-- BEGIN --

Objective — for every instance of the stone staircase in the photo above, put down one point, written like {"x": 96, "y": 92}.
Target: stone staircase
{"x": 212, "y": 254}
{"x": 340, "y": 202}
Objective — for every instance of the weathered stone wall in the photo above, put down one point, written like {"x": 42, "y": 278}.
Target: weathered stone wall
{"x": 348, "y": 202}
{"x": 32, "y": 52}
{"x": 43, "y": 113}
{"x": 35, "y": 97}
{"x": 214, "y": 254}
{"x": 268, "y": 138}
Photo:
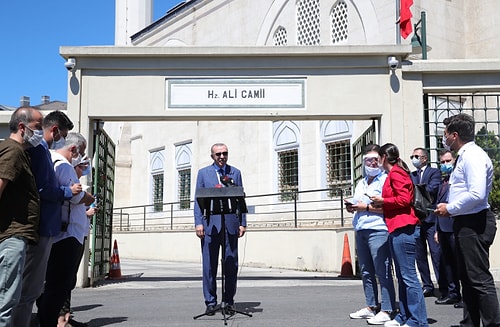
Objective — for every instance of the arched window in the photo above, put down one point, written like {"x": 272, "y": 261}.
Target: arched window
{"x": 286, "y": 136}
{"x": 183, "y": 155}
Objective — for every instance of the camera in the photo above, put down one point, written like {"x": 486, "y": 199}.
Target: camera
{"x": 70, "y": 64}
{"x": 392, "y": 62}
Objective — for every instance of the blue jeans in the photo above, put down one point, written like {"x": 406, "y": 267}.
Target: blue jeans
{"x": 412, "y": 309}
{"x": 12, "y": 253}
{"x": 374, "y": 257}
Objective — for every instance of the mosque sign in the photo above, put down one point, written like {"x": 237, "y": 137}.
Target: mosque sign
{"x": 236, "y": 93}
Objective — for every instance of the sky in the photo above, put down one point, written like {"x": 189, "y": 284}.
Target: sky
{"x": 33, "y": 31}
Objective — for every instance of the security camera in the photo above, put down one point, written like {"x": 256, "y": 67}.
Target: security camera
{"x": 70, "y": 64}
{"x": 392, "y": 62}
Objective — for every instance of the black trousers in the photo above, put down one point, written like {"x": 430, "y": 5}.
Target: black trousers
{"x": 60, "y": 279}
{"x": 473, "y": 236}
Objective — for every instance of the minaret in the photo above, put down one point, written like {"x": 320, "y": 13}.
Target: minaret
{"x": 130, "y": 17}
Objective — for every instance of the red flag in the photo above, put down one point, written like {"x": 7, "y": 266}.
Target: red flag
{"x": 405, "y": 18}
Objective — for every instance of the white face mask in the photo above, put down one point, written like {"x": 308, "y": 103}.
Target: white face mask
{"x": 416, "y": 163}
{"x": 446, "y": 146}
{"x": 77, "y": 160}
{"x": 372, "y": 171}
{"x": 59, "y": 144}
{"x": 35, "y": 138}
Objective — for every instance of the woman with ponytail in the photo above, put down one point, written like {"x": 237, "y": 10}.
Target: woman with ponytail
{"x": 404, "y": 230}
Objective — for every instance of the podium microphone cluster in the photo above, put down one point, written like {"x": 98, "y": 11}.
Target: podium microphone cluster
{"x": 227, "y": 181}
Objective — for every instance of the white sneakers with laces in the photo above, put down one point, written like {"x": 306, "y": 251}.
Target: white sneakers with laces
{"x": 379, "y": 319}
{"x": 364, "y": 313}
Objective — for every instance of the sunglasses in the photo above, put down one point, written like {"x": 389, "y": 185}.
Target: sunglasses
{"x": 218, "y": 154}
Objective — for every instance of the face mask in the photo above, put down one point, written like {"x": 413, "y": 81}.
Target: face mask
{"x": 446, "y": 168}
{"x": 59, "y": 144}
{"x": 416, "y": 163}
{"x": 35, "y": 138}
{"x": 77, "y": 160}
{"x": 447, "y": 147}
{"x": 86, "y": 171}
{"x": 372, "y": 171}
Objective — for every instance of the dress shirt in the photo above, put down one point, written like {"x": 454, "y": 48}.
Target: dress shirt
{"x": 470, "y": 181}
{"x": 366, "y": 219}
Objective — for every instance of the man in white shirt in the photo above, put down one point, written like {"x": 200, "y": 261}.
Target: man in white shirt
{"x": 474, "y": 224}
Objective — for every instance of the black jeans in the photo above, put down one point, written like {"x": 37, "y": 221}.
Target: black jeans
{"x": 474, "y": 234}
{"x": 60, "y": 279}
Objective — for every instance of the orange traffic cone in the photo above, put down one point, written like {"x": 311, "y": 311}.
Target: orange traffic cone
{"x": 114, "y": 264}
{"x": 346, "y": 269}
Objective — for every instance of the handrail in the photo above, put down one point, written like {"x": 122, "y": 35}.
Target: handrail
{"x": 308, "y": 208}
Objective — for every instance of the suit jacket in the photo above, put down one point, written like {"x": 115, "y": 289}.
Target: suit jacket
{"x": 432, "y": 179}
{"x": 208, "y": 177}
{"x": 444, "y": 224}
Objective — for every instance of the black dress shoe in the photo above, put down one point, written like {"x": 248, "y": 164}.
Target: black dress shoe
{"x": 428, "y": 292}
{"x": 229, "y": 310}
{"x": 210, "y": 311}
{"x": 447, "y": 300}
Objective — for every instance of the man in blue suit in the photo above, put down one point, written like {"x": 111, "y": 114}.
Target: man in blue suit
{"x": 425, "y": 174}
{"x": 210, "y": 232}
{"x": 444, "y": 236}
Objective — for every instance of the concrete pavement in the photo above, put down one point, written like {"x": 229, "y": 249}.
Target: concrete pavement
{"x": 157, "y": 293}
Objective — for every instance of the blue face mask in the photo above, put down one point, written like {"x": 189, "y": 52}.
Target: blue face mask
{"x": 446, "y": 168}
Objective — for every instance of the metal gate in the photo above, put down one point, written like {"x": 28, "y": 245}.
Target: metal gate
{"x": 104, "y": 177}
{"x": 358, "y": 146}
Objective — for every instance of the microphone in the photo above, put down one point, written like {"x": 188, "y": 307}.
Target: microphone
{"x": 227, "y": 181}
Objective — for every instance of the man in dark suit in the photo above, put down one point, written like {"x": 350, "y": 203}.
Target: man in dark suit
{"x": 431, "y": 177}
{"x": 210, "y": 232}
{"x": 444, "y": 236}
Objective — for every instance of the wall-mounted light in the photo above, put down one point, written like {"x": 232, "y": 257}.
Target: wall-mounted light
{"x": 70, "y": 64}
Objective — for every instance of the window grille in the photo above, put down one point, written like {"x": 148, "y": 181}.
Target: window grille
{"x": 339, "y": 26}
{"x": 184, "y": 188}
{"x": 338, "y": 161}
{"x": 158, "y": 192}
{"x": 288, "y": 174}
{"x": 308, "y": 22}
{"x": 280, "y": 36}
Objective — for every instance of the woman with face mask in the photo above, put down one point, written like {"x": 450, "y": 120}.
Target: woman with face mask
{"x": 404, "y": 230}
{"x": 372, "y": 243}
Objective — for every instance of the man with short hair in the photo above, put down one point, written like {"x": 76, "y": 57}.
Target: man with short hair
{"x": 444, "y": 235}
{"x": 67, "y": 247}
{"x": 55, "y": 128}
{"x": 19, "y": 205}
{"x": 431, "y": 177}
{"x": 474, "y": 224}
{"x": 211, "y": 234}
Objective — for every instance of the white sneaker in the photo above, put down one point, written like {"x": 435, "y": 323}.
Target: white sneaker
{"x": 364, "y": 313}
{"x": 380, "y": 318}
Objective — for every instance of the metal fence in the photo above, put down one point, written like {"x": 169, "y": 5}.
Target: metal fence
{"x": 306, "y": 209}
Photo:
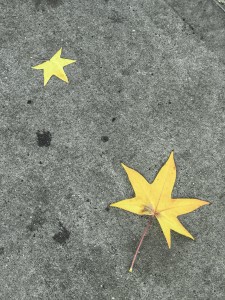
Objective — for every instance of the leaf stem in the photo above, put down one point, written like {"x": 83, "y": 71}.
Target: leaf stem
{"x": 139, "y": 245}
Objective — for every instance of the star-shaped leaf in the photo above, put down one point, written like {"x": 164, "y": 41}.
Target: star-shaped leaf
{"x": 155, "y": 199}
{"x": 54, "y": 66}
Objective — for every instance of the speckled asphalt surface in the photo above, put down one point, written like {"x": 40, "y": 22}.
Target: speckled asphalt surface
{"x": 149, "y": 78}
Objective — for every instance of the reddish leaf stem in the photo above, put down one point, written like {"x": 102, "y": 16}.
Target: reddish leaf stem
{"x": 141, "y": 240}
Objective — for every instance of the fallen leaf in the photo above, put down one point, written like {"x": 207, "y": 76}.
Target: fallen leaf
{"x": 54, "y": 66}
{"x": 155, "y": 199}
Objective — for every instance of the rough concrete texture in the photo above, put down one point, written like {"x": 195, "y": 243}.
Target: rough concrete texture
{"x": 149, "y": 78}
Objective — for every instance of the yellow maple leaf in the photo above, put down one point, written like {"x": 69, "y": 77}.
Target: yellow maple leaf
{"x": 155, "y": 199}
{"x": 54, "y": 66}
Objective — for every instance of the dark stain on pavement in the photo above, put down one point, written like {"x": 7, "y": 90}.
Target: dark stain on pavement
{"x": 44, "y": 138}
{"x": 37, "y": 220}
{"x": 63, "y": 235}
{"x": 115, "y": 17}
{"x": 52, "y": 3}
{"x": 104, "y": 138}
{"x": 37, "y": 3}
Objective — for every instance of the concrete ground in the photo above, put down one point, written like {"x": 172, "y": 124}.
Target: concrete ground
{"x": 149, "y": 78}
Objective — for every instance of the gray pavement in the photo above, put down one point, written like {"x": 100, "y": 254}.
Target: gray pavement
{"x": 149, "y": 78}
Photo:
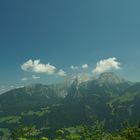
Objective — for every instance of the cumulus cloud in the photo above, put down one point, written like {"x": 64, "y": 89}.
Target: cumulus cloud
{"x": 85, "y": 66}
{"x": 24, "y": 79}
{"x": 35, "y": 77}
{"x": 61, "y": 73}
{"x": 74, "y": 67}
{"x": 36, "y": 66}
{"x": 106, "y": 65}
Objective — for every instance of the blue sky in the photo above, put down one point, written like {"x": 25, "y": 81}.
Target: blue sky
{"x": 65, "y": 33}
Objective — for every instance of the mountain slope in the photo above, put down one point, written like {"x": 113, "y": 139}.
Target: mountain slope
{"x": 108, "y": 98}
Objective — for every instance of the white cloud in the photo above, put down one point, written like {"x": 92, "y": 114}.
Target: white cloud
{"x": 24, "y": 79}
{"x": 61, "y": 73}
{"x": 106, "y": 64}
{"x": 85, "y": 66}
{"x": 35, "y": 77}
{"x": 37, "y": 67}
{"x": 74, "y": 67}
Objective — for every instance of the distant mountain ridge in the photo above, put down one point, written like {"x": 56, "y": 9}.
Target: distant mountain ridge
{"x": 108, "y": 98}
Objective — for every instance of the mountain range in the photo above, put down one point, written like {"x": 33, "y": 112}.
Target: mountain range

-- END --

What this task involves ::
Find the line with "Objective — for every instance of the concrete ground" in the listing and extract it and all lines after it through the end, exactly, without the pictures.

Solution to this problem ::
Objective — for every instance of the concrete ground in the photo above, put down one point, written like {"x": 172, "y": 124}.
Target: concrete ground
{"x": 149, "y": 78}
Objective — for every instance of the gray pavement in the photo above, put down one point, written like {"x": 100, "y": 254}.
Target: gray pavement
{"x": 149, "y": 78}
Photo:
Objective — for every instance of the cumulus cloud in the photo above, put down one point, written like {"x": 64, "y": 89}.
Target: cumulus cloud
{"x": 85, "y": 66}
{"x": 24, "y": 79}
{"x": 35, "y": 77}
{"x": 61, "y": 73}
{"x": 74, "y": 67}
{"x": 36, "y": 66}
{"x": 106, "y": 65}
Objective — for every instance of the blue sky in the photo above, put down one point, written like {"x": 25, "y": 81}.
Target: blue sky
{"x": 65, "y": 33}
Objective — for every instance of the mountain slope in the photo above, put down one point, written like {"x": 113, "y": 139}.
Target: mountain slope
{"x": 108, "y": 98}
Objective — for every instance of the white cloud in the photo above, put down one point, written like {"x": 92, "y": 114}.
Target: white cloud
{"x": 24, "y": 79}
{"x": 61, "y": 73}
{"x": 106, "y": 64}
{"x": 85, "y": 66}
{"x": 35, "y": 77}
{"x": 37, "y": 67}
{"x": 74, "y": 67}
Objective — for every instance of the distant mountain ridge in the photo above, put down one point, written like {"x": 56, "y": 9}.
Target: distant mountain ridge
{"x": 108, "y": 98}
Objective — for every instance of the mountain range in the photo above, put down one point, written like {"x": 33, "y": 112}.
Target: mountain range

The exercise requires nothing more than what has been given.